++++ Material provided
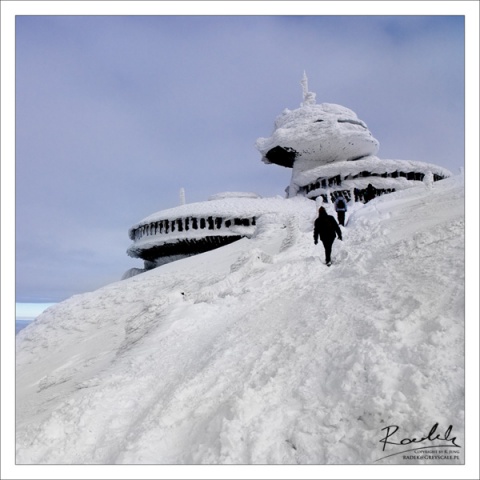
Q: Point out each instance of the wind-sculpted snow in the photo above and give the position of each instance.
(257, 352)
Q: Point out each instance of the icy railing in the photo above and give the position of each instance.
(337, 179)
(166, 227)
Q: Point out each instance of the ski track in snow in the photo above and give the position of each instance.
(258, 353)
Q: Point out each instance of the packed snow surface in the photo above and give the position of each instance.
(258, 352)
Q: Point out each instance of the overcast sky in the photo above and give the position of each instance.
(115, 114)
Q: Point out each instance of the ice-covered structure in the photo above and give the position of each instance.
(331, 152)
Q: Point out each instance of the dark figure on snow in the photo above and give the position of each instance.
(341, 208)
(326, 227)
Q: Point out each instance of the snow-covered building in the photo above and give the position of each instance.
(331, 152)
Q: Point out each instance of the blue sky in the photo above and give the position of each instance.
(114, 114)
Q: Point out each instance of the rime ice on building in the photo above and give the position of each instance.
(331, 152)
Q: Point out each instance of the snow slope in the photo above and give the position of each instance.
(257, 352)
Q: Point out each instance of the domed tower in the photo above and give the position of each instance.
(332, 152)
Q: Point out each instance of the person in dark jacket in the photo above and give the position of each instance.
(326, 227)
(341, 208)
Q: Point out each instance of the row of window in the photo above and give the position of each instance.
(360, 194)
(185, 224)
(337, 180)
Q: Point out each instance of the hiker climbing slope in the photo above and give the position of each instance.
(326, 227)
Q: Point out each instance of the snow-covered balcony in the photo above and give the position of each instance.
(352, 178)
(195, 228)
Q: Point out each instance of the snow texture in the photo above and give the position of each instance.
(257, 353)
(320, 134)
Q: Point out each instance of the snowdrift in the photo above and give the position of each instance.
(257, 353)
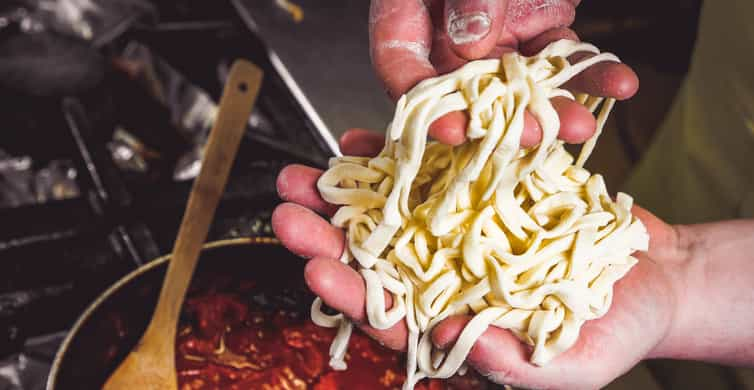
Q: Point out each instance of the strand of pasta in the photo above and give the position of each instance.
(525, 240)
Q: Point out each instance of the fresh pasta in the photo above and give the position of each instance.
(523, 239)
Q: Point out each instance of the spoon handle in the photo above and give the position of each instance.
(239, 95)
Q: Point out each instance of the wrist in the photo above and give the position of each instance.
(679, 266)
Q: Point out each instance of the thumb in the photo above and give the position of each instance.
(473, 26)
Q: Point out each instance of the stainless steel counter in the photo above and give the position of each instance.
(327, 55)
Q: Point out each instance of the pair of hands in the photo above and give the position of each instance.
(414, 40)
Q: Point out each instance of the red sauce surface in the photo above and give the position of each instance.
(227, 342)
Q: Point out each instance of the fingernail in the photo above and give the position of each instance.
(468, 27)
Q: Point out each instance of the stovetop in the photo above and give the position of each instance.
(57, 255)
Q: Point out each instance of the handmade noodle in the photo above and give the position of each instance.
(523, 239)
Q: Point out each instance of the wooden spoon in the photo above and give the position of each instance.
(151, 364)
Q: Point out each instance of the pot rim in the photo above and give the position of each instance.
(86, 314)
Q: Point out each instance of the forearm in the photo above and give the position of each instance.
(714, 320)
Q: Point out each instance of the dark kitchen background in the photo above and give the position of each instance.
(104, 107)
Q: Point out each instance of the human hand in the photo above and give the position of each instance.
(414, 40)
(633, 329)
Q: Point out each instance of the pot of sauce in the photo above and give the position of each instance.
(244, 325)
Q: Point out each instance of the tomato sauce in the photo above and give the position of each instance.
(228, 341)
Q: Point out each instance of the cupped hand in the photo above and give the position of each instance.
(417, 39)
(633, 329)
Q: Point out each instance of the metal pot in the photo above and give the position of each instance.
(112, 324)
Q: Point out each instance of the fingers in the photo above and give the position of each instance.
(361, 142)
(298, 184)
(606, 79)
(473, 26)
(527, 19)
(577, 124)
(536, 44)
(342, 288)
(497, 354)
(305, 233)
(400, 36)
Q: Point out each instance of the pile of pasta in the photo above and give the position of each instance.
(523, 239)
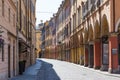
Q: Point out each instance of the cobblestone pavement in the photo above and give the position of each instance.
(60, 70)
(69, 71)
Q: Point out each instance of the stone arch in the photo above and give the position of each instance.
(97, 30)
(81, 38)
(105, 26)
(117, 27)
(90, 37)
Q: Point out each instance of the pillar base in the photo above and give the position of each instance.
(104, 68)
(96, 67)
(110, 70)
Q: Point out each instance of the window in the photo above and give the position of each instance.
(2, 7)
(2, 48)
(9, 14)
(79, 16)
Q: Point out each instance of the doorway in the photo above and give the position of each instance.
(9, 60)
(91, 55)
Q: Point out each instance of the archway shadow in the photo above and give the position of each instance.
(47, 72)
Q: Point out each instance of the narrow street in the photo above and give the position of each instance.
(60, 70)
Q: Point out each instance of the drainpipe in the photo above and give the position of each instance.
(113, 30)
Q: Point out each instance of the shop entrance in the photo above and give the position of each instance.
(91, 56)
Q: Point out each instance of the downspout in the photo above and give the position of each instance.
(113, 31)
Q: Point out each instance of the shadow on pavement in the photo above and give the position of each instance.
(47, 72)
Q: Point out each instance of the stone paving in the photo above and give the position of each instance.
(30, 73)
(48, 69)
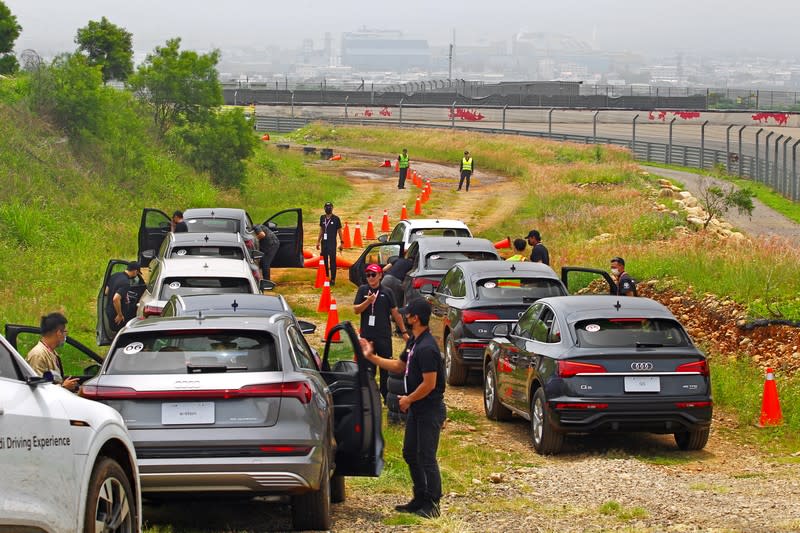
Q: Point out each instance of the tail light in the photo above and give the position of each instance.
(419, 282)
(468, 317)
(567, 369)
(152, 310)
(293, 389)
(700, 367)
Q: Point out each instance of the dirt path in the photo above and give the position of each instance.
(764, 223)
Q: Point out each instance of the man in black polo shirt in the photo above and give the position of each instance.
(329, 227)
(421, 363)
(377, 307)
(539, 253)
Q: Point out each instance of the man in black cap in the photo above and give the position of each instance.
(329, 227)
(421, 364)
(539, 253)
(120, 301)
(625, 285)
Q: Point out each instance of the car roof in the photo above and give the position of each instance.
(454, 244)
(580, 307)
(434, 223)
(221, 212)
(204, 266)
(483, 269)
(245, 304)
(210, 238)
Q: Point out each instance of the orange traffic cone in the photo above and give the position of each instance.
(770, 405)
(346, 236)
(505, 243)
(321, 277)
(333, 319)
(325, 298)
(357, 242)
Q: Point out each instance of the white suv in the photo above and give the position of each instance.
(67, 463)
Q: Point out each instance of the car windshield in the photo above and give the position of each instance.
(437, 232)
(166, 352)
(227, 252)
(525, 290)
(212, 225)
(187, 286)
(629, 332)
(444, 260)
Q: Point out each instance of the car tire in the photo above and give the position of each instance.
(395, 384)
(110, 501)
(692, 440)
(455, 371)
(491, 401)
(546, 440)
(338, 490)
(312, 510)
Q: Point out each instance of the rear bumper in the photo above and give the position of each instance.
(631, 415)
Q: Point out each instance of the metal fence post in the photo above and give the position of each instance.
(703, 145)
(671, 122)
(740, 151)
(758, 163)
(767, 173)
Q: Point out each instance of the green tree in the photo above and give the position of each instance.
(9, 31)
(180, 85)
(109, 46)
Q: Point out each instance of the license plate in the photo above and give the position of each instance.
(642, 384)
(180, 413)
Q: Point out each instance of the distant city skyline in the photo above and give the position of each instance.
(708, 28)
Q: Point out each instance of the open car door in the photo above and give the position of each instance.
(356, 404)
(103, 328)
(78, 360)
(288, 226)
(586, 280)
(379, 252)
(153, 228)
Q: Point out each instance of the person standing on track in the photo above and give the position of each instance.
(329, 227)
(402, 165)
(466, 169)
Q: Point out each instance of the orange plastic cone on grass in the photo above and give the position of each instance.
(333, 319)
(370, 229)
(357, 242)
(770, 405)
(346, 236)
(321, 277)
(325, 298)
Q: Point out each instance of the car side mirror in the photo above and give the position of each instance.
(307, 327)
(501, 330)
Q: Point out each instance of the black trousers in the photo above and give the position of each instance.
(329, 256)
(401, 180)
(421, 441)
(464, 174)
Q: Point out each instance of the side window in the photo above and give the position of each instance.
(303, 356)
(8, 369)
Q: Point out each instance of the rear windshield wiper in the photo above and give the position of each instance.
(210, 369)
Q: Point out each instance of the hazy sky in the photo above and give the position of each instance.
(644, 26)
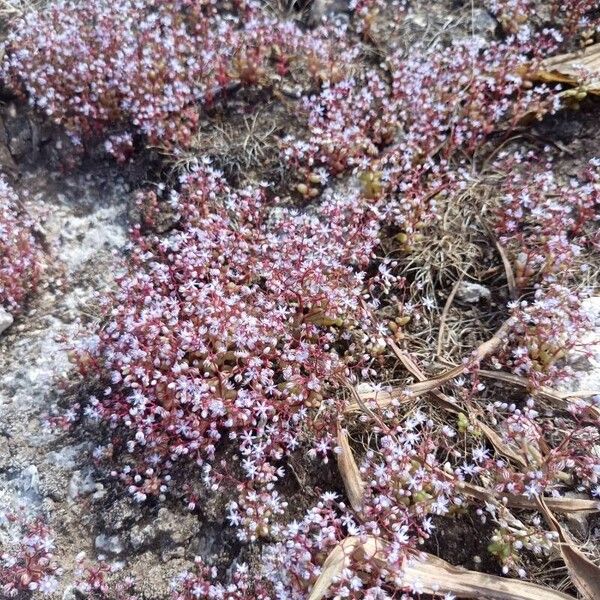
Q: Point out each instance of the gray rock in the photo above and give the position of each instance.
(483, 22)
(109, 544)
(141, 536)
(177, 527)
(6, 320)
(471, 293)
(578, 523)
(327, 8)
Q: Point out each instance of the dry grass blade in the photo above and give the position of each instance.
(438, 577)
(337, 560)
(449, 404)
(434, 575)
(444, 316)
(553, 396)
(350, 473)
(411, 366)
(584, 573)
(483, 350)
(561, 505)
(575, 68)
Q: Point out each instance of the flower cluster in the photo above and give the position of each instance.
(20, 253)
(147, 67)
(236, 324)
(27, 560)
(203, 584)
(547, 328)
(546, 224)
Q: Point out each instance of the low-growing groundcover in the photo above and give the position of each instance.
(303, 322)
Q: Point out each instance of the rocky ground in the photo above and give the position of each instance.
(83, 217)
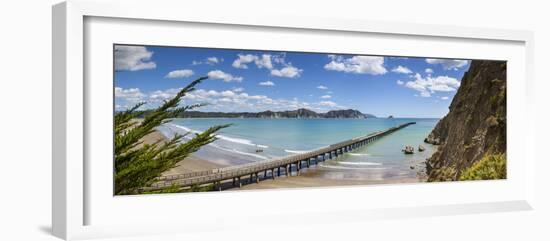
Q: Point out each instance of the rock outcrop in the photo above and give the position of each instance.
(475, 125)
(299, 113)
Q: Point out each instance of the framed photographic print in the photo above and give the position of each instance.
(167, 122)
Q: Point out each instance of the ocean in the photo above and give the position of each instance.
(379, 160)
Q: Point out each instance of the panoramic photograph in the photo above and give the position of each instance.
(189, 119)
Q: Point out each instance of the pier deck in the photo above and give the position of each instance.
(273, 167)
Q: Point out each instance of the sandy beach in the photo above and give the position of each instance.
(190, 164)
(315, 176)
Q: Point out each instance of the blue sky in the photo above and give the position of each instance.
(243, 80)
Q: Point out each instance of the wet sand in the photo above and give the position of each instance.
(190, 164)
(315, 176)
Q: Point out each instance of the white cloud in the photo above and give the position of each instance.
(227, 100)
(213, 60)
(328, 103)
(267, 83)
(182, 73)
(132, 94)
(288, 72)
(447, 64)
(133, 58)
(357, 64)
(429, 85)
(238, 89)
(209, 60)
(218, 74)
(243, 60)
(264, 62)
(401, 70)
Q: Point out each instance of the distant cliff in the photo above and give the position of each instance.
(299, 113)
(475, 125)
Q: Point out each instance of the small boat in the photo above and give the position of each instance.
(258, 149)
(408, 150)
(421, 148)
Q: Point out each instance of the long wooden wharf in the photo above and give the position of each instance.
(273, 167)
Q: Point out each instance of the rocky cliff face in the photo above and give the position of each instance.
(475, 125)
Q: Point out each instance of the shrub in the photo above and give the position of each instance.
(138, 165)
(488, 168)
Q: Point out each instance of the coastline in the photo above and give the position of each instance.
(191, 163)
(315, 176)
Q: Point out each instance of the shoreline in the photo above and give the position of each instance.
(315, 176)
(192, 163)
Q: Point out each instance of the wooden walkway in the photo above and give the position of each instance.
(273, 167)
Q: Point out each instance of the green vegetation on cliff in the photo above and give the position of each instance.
++++++++
• _Short task_
Extract, exactly, the lines above that begin at the line containing "Q: Point out each instance of the long" and end at the final line of the records; add no other text.

• _Task output_
Q: Point out each instance of the long wooden wharf in the photo above and give the position of each instance.
(273, 167)
Q: Point out each instance of the rocky cliff face in the photo above and give the position of each instance.
(475, 125)
Q: Point out each instance of the shrub in the photo above and give the position of each instance.
(138, 165)
(488, 168)
Q: Point out each instance of the coastline in the photo above and give the position of each instance.
(191, 163)
(315, 176)
Q: Point out each instance of the shoreline in the photo above and give the position of each instance.
(315, 176)
(192, 163)
Q: Point out each instance of the wooden walkway in the photo above and give the position of each instance.
(273, 167)
Q: Point out each instance of the green vegetation on cliff in the photo above and give the position of each instance.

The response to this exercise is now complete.